L’alimentation comme pseudo-religion
Lors d’une manifestation de l’organisation de branche Swisscofel, le prof. Thomas Ellrott de l’Université Georg-August de Göttingen a débattu de l’alimentation comme pseudo-religion. Sa thèse: la nourriture n’est de loin plus une simple absorption de calories. Les aliments sont aujourd’hui les reflets d’un mode de vie, avec lesquels les gens se mettent en scène. Ils sont censés refléter une identité. Et indiquer que l’on est du «bon côté».
lundi 23 mai 2022
Pour les parents d’aujourd’hui, la confection d’un gâteau pour le jardin d’enfants est un exercice périlleux. A-t-on encore le droit de mettre du sucre? Le gâteau peut-il contenir du gluten? Si possible, le gâteau ne devrait pas contenir de lactose. Et il devrait être végane. Pour le Prof. Dr. med. Thomas Ellrott, directeur de l’Institut en psychologie de l’alimentation de l’Université Georg-August de Göttingen, cette histoire illustre les difficultés de l’alimentation moderne. Il s’exprimait devant l’Assemblée des délégués de Swisscofel, une manifestation dont le Landwirtschaftliche Informationsdienst (LID) s’est fait l’écho. Souvent, affirme M. Ellrott, la santé et la durabilité sont citées comme les principales raisons motivant un certain mode alimentaire. Mais la question recouvre bien plus.

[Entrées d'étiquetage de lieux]
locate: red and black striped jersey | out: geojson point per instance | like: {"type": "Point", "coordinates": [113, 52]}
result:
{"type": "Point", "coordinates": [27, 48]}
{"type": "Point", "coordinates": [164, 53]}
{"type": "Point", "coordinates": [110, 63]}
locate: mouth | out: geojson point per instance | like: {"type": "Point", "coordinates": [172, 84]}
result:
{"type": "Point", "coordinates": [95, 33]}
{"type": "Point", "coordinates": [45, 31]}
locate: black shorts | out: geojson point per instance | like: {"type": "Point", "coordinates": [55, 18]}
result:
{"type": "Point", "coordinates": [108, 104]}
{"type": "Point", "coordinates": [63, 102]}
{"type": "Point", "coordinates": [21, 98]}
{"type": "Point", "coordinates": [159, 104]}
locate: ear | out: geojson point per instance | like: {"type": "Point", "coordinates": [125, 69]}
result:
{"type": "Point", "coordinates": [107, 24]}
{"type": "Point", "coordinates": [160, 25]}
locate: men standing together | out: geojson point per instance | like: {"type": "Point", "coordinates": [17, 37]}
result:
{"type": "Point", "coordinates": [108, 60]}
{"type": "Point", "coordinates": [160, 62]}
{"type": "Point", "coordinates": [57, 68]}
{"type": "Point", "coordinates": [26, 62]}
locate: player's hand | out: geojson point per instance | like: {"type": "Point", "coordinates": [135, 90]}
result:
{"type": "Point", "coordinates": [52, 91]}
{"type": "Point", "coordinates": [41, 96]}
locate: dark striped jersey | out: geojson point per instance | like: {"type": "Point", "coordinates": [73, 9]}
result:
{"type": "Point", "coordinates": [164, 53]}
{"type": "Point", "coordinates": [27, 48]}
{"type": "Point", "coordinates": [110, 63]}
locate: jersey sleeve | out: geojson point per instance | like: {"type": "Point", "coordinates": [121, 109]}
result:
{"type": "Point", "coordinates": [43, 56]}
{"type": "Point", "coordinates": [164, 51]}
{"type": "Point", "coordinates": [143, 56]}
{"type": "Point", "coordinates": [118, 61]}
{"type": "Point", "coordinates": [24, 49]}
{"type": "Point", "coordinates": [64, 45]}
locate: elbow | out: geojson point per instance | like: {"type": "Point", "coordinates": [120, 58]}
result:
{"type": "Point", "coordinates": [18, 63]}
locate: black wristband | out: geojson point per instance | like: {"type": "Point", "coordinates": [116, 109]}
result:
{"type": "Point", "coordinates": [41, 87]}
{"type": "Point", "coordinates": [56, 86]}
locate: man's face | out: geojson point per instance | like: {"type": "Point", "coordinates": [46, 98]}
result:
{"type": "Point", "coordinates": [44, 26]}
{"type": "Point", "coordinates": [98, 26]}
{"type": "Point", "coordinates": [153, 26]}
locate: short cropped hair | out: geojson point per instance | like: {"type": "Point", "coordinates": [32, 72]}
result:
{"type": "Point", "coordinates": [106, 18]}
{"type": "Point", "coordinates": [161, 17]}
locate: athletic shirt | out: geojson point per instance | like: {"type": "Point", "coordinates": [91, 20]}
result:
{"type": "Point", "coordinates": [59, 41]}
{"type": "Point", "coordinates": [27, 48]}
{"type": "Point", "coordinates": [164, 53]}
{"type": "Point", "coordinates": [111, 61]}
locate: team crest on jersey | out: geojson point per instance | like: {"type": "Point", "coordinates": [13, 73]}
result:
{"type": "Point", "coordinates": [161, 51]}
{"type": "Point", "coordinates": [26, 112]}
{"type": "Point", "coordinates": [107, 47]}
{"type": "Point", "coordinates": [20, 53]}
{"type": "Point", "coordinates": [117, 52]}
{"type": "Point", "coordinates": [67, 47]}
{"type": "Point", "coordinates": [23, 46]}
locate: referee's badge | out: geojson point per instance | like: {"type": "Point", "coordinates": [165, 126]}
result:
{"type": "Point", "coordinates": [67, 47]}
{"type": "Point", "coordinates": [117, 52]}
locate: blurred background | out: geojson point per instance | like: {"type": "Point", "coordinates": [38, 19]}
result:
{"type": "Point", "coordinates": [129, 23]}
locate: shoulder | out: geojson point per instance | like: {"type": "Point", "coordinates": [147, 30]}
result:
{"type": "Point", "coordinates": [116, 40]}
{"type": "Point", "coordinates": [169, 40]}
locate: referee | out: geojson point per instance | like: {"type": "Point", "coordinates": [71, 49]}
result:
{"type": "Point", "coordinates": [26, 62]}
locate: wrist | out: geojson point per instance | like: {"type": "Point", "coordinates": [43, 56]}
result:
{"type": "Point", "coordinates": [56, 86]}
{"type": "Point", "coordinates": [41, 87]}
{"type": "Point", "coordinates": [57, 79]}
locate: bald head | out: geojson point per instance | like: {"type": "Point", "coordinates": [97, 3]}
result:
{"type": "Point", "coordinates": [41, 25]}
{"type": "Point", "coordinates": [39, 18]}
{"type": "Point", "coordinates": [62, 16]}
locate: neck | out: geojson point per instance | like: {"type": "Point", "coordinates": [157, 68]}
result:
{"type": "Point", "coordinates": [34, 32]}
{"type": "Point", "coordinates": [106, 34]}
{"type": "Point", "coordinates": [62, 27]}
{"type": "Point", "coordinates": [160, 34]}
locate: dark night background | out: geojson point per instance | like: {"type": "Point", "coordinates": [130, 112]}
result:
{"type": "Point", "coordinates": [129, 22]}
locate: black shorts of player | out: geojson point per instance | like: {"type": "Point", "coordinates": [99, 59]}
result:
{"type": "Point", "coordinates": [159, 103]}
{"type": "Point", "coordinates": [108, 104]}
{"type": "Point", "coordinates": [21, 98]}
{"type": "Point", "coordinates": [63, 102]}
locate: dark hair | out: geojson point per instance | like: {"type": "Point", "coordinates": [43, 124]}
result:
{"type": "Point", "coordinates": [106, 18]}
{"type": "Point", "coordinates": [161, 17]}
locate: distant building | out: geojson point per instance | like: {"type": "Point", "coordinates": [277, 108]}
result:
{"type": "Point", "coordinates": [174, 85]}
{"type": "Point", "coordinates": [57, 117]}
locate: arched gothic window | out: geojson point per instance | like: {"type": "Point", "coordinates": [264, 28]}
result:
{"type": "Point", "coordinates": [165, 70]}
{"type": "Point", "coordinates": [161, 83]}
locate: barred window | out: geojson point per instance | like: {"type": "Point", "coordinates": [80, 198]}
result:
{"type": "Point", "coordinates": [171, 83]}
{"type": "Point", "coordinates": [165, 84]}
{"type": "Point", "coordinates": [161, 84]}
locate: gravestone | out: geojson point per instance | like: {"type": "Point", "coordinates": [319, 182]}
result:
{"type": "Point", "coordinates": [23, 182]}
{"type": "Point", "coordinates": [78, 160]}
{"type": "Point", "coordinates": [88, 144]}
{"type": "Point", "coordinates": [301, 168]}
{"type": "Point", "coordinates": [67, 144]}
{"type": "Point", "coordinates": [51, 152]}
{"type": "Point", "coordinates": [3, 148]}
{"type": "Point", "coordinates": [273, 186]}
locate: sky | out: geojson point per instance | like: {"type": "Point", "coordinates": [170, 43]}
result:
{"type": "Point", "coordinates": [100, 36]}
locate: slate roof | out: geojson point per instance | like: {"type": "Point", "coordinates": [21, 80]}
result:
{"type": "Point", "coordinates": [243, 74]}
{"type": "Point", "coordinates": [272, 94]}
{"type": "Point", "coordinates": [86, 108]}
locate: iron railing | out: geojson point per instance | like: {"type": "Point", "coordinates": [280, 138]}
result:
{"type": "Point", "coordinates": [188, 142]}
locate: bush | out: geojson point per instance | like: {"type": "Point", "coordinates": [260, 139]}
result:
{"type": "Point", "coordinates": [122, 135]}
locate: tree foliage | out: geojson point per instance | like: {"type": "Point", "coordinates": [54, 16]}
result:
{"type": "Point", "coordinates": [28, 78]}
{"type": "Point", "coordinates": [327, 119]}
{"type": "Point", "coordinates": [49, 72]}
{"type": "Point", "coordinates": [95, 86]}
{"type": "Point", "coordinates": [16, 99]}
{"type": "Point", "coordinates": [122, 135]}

==

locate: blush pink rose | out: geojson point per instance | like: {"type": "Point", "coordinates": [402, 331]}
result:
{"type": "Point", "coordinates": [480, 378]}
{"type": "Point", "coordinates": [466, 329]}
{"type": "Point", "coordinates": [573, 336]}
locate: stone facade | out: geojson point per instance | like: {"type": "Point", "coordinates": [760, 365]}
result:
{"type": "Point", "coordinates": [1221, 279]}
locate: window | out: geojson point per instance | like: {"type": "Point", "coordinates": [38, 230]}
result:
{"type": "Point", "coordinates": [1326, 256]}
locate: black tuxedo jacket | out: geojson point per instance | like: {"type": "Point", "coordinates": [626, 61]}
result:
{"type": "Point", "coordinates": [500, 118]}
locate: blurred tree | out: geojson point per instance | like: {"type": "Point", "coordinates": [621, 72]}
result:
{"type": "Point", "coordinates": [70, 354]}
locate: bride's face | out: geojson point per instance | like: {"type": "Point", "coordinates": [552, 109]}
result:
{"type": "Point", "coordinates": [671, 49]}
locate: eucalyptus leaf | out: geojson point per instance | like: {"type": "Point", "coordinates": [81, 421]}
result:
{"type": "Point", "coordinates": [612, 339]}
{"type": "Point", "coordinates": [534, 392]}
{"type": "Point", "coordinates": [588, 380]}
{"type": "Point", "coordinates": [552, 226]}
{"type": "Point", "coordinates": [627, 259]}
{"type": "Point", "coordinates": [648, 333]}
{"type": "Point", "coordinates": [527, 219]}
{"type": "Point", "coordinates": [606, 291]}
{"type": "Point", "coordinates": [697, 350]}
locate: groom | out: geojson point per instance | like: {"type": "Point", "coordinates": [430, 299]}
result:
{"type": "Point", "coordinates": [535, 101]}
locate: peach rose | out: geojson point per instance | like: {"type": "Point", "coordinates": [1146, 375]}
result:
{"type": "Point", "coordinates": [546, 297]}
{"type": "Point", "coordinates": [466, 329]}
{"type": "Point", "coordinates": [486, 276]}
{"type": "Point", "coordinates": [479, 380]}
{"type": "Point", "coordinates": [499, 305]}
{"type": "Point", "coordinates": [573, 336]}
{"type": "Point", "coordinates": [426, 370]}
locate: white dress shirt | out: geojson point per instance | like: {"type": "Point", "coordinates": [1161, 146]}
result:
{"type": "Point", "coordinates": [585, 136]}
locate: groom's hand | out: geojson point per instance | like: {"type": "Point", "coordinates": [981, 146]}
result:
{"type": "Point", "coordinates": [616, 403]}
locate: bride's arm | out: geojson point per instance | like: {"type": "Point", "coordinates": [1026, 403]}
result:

* _À FAIRE_
Recopiez fidèlement le passage de l'article sur l'alimentation comme pseudo-religion qui va de « lundi 23 mai » jusqu'à « recouvre bien plus. » inclus.

* _RÉPONSE ATTENDUE_
lundi 23 mai 2022
Pour les parents d’aujourd’hui, la confection d’un gâteau pour le jardin d’enfants est un exercice périlleux. A-t-on encore le droit de mettre du sucre? Le gâteau peut-il contenir du gluten? Si possible, le gâteau ne devrait pas contenir de lactose. Et il devrait être végane. Pour le Prof. Dr. med. Thomas Ellrott, directeur de l’Institut en psychologie de l’alimentation de l’Université Georg-August de Göttingen, cette histoire illustre les difficultés de l’alimentation moderne. Il s’exprimait devant l’Assemblée des délégués de Swisscofel, une manifestation dont le Landwirtschaftliche Informationsdienst (LID) s’est fait l’écho. Souvent, affirme M. Ellrott, la santé et la durabilité sont citées comme les principales raisons motivant un certain mode alimentaire. Mais la question recouvre bien plus.